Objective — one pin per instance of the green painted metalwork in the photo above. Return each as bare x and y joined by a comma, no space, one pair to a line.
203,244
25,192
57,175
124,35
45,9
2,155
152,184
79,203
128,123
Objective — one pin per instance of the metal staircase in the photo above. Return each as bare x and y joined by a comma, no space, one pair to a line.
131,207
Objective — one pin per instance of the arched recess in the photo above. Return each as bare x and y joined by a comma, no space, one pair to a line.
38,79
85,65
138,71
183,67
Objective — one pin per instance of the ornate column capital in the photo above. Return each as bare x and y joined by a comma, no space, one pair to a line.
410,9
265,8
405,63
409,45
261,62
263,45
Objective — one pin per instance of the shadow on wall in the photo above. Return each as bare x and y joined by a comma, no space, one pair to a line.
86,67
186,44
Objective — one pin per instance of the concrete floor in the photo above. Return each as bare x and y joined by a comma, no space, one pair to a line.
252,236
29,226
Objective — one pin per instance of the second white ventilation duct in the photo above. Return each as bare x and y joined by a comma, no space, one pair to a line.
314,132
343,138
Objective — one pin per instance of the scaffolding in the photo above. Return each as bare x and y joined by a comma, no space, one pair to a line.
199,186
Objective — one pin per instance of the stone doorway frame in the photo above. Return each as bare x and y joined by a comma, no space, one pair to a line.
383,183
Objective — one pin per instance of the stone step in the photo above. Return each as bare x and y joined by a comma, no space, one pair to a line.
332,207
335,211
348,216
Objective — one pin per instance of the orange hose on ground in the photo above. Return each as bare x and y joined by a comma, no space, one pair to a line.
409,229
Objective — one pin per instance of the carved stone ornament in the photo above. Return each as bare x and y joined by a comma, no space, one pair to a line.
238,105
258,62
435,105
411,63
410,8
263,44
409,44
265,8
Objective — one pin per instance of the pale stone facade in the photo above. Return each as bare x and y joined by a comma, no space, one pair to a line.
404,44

• **EXERCISE GOAL**
Could you reproduce the data above exactly as given?

• **TASK OUTPUT**
Objective — one pin per instance of the green painted metalwork in the photo above. Return each as bare x and y joined by a comma, no space, one pair to a line.
203,244
25,192
57,175
124,35
45,9
2,155
152,184
79,203
128,123
Objective — one pin per instance of the metal staircase in the photo above. Return each as bare x and y joined by a comma, no space, one pair to a line.
131,207
Objective — one pin per instance of the arched recess in the photo above. Return each as bare x and y joined by a comma, no space, one pair to a line.
38,79
85,65
138,71
183,67
Objective — one pin per instance of the ornate column capital in the photo above. Return each as bare x and y joined by a comma, no space, one pair to a line.
410,9
265,8
405,63
409,45
261,62
263,45
Objective — one pin per instance of the shadow on wall in the photo above. Return each as bare x and y joined by a comma, no space, one pair to a line.
86,67
186,44
Objective — one pin per instance of the concrete floor in the photo above. Return each as bare x and y joined by a comma, no space, one pair to a line.
252,236
29,226
Objective — one pin per instance of the second white ventilation duct in the photo above. Return each as bare x and y joined by a comma, no space, one pair to a line.
314,132
343,138
Objective — one pin per instance of the scaffolding in the photo above. Return each as bare x and y joined by a comma, no space, one pair to a line.
199,186
Objective — one pin per instance of the stone doorway frame in the photo above. Return each as bare x and y joined by a comma, no space, one pair to a line.
383,183
Objective — one pin per instance of the stone step in the photo above. Return each as bare x and y joined by a comma, no space, one pair to a line.
332,207
335,211
348,216
Objective — one pin per instance of the orange hose on ground in the photo above. Return each as bare x and y joined by a comma, no space, one pair to a line.
409,229
Objective — one pin per instance of the carved stone ornament in the photo above. Return each as bare x and y joined by a comma, no space, one pair to a line.
238,105
258,62
435,105
411,63
410,8
263,44
409,44
265,8
Objective — one pin per instance of the pale stone facade in the photo above. Return each as bare x and y joined by a comma, no space, one pair to a line.
404,44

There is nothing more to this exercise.